-- Opening Marker --

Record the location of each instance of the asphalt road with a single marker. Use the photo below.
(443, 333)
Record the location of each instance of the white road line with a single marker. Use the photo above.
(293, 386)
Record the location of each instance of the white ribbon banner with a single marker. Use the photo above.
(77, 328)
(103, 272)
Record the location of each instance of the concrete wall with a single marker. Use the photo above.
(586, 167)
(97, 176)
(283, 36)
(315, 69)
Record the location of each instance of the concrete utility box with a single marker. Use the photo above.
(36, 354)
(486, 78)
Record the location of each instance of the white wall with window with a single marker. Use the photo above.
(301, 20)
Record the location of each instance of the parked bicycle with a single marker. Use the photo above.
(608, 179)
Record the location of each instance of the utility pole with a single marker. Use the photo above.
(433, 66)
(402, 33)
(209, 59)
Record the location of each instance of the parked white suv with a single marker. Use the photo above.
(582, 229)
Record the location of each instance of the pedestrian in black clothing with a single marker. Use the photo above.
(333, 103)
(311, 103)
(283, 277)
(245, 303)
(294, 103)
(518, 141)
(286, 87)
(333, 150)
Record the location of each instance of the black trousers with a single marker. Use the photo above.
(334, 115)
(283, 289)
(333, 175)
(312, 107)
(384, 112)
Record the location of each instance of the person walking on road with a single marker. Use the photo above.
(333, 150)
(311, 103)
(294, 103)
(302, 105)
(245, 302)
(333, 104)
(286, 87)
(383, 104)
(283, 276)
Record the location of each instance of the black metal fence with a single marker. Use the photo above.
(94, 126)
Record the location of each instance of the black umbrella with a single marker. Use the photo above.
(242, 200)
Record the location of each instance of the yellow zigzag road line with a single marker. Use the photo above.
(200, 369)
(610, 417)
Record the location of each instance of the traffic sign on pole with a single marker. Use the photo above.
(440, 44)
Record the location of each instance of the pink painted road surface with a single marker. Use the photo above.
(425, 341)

-- Closing Marker --

## Task brief
After the last line, print all the entries once again, unchanged.

## The answer
Record the location of each instance of the asphalt road with a single marker. Use the photo below.
(443, 333)
Record the location of each instance of the white road line with a single marker. Use the photo above.
(293, 386)
Record the location of each instance of the white ribbon banner with a single marker. Use the photo above.
(77, 328)
(103, 272)
Record the location of each instance of the concrete wall with a single marker. Use the photo above.
(586, 167)
(97, 176)
(283, 36)
(315, 69)
Record the location of each instance of the concrete utility box with a single marker. Use the photo above.
(36, 354)
(486, 78)
Record the location of each instance of the white wall with window with a single marker. Use the photo above.
(301, 20)
Record the location of each instance of the parked bicycle with a single marker. Use the photo above.
(608, 179)
Record the location of each instance of the utility pole with a single marker. Use the photo above.
(433, 66)
(402, 33)
(209, 59)
Record the location of each instance of the parked white suv with a single marker. Use the photo above.
(582, 229)
Record the location of each instance of the pedestrian in black clothing with a single marker. Use the photo above.
(333, 103)
(311, 103)
(283, 277)
(245, 303)
(294, 103)
(518, 141)
(286, 87)
(333, 150)
Record the location of each instance of the black trousers with a single marker. Use the photo above.
(334, 115)
(283, 289)
(333, 175)
(312, 107)
(384, 112)
Record the location of each instance of the person walking on road with a single marker. Use the photo above.
(333, 150)
(311, 103)
(294, 103)
(302, 105)
(245, 302)
(333, 104)
(286, 87)
(383, 104)
(283, 276)
Record the location of each instance of the black metal fence with a single marker. Use the photo above.
(94, 126)
Record the location of each instance of the black umbrella with a single marker. Use the photo above.
(242, 200)
Record the location of each instance of the yellow zigzag road line with a single marker. Use the photo above.
(200, 369)
(610, 417)
Record the location of each instance of the traffic sign on pole with a single marker. Use the photo above.
(440, 44)
Record the location of each instance of the pink painted road surface with a single marker. Use the photo above.
(425, 341)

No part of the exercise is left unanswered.